[[ Data for this task, beginning ]]

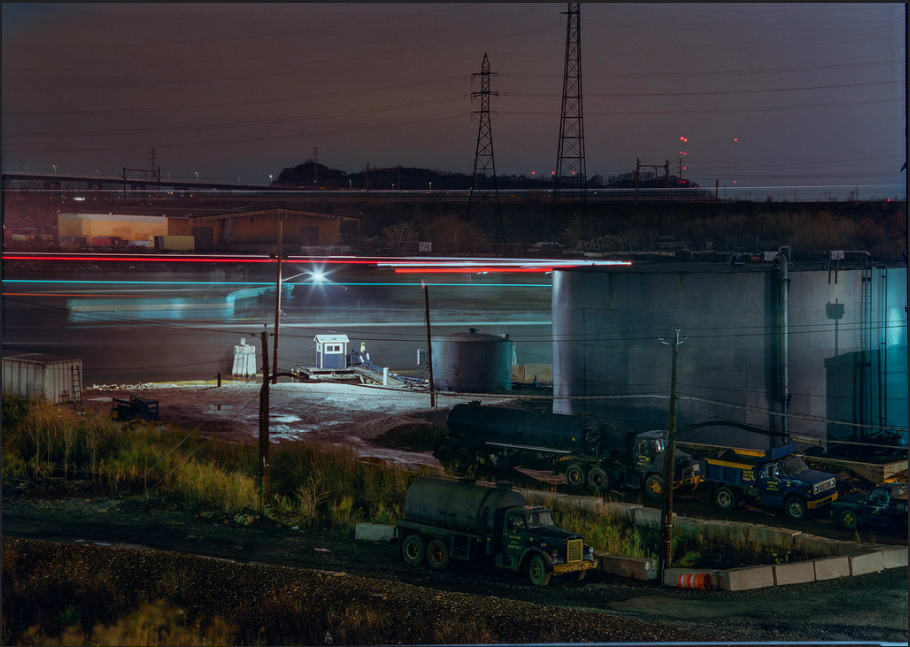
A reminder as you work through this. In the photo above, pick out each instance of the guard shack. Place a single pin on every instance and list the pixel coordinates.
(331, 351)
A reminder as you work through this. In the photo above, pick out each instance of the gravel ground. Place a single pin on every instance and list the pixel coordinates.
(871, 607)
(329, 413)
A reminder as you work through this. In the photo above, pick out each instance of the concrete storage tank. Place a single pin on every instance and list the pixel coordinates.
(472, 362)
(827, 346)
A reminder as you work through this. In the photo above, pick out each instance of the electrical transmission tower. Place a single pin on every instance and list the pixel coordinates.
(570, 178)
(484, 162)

[[ Data for this task, end ]]
[[ Data for this task, beginning ]]

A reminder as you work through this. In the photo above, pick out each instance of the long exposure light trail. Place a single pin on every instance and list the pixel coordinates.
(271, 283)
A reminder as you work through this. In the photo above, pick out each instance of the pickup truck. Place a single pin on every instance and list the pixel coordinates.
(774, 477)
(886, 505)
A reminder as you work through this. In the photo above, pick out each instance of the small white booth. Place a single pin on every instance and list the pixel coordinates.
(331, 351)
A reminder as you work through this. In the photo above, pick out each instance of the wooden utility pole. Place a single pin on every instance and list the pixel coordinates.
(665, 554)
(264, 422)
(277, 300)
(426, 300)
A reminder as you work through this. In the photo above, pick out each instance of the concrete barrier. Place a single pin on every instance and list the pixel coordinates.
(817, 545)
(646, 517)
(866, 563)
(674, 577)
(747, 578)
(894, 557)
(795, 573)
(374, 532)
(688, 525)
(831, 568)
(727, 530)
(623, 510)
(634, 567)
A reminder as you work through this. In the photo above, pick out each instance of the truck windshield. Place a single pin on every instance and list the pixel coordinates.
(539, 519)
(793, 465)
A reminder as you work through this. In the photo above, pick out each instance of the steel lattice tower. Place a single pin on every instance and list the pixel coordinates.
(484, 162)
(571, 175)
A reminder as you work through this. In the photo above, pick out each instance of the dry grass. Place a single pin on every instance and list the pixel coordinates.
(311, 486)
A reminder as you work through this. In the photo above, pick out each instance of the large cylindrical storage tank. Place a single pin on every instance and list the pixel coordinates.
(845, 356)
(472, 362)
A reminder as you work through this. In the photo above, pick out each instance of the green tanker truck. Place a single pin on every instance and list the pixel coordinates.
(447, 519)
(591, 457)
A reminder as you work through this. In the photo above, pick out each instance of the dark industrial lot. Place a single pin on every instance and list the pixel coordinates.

[[ Data for this task, end ]]

### Work instruction:
From the data above, reproduce word for word the lines running from the line with "of the wooden" to the line with "of the dark", ends included.

### Worked solution:
A reminder as you work through this. In the photo above, pick out each instance of the wooden utility pole. Place a single pin on every instance and list the pixel coordinates.
(665, 554)
(264, 422)
(277, 300)
(426, 300)
A reminder as you work through this. In the photo above, pick out each instance of the concrete barrier. Place a single pin on every instance and list the pixel coordinates.
(817, 545)
(646, 517)
(866, 563)
(674, 577)
(747, 578)
(894, 557)
(795, 573)
(374, 532)
(688, 525)
(831, 568)
(727, 530)
(623, 510)
(634, 567)
A reminder as you work through this. In the photo above, pick out each instance of the truck windshield. Place a single pin on every instance and list the pixel coordinates.
(539, 519)
(793, 465)
A reminder as you work through this. In the photo above, pick out each instance of the steel lattice tower. Place a single pin on every instance and list the pixel coordinates.
(484, 162)
(571, 175)
A reminder as you work through this. In the photo above, pick out each instance of the dry grass. Place a single pin on every instance and list the pixel coordinates.
(311, 486)
A reminder as you work through this. In the photo above, pick out each instance of the large cylindrical storage tank. Place a single pin on every instance and list the pixel coordinates.
(845, 356)
(472, 362)
A reminder as you work through this. In the photo above, pick out each instance of the green tanker truck. Place a single pin on every instance and list the pixel coordinates.
(447, 519)
(591, 457)
A reminder as you work through this. In the photo above, pick out each instance of the dark industrial lot. Place a single pin on every instance and list the pixel coordinates.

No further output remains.